> _TASK SET_:
1. Name each activity that, according to the book review, Jack loved before the accident.
2. How many lines of the entries contain the string "rock"? Treat case as significant, and reply with the number only.

> _SOURCE EXCERPT_:

● ● ● ● ● ● ●

Alice and Jack were strangers to one another until their paths crossed on one fateful day in Leicester Square, London and they were both involved in a life-changing tragedy; a terrorist attack and bombing which killed and severely injured so many there that day. As they both struggled to cope following the attack, they formed an unlikely new friendship and found a sense of hope that they could somehow each help the other to start to rebuild their lives again.

I really liked the alternating chapter perspectives of Alice and Jack in the first person and felt so connected to them both as I was reading. The short chapters had me constantly going ‘just one more’ as I wanted to get back to the other character again. I thought it was really clever to explore the emotional side of trauma primarily through Alice as whilst she had only minor physical injuries following the attack, mentally she was really struggling to cope with day to day life, experiencing awful panic attacks. The physical side of trauma was then explored through Jack as he suffered life changing injuries becoming a double above knee amputee. This would of course be devastating for anyone, but for Jack he perhaps was struggling even more as before the accident he loved running, trekking, skiing, mountain climbing and this was a real passion he shared with his Dad and also his friends. At only 17 years old, his whole life and plans for the future changed in an instant.

● ● ● ● ● ● ●

> _SUPPLIED RECORDS_:
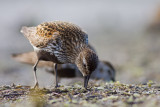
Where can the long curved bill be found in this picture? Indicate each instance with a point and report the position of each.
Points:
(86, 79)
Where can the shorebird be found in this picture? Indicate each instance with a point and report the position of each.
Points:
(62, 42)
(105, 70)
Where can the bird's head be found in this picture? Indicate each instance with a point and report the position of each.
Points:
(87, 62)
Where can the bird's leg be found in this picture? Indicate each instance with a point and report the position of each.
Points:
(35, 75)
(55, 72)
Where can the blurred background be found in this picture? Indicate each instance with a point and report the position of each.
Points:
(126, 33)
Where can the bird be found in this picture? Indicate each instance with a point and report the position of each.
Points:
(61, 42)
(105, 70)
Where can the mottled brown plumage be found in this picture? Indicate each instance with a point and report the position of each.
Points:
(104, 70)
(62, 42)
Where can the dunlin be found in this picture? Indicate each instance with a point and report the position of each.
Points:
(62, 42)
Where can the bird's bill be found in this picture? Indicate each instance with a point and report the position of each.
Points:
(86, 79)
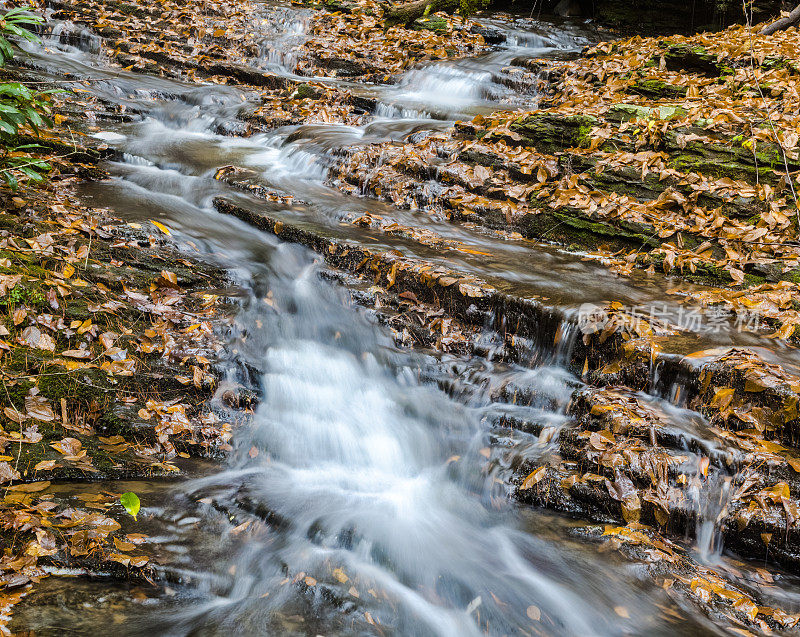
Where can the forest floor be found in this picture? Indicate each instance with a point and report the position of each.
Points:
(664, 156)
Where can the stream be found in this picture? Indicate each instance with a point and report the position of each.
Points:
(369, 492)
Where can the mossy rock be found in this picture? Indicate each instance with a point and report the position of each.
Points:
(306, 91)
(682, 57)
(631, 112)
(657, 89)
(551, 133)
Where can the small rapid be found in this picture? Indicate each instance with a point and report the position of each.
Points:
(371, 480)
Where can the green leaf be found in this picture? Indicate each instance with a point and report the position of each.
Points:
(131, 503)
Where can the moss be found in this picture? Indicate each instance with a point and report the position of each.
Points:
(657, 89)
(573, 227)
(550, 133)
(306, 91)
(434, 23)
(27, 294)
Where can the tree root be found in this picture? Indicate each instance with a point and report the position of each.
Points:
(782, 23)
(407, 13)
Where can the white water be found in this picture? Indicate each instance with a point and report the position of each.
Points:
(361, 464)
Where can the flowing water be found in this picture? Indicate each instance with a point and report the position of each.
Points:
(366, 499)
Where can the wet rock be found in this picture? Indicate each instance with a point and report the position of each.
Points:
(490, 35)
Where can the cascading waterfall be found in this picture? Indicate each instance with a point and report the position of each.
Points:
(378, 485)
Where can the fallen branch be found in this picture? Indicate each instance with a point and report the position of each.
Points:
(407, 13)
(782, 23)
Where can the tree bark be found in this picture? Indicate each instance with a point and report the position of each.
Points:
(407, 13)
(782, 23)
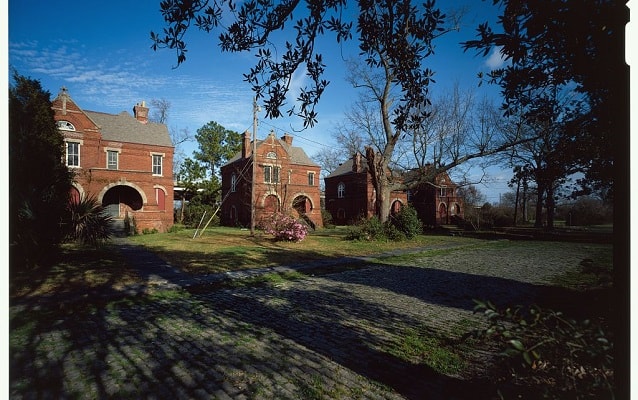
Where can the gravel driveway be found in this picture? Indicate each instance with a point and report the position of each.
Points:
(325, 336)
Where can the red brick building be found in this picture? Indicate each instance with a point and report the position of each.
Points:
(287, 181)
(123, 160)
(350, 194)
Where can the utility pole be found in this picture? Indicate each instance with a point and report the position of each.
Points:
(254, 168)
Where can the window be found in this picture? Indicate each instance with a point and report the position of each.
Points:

● ● ● ● ● ● ●

> _FINAL RESULTS_:
1. Running, trekking, skiing, and mountain climbing.

2. 2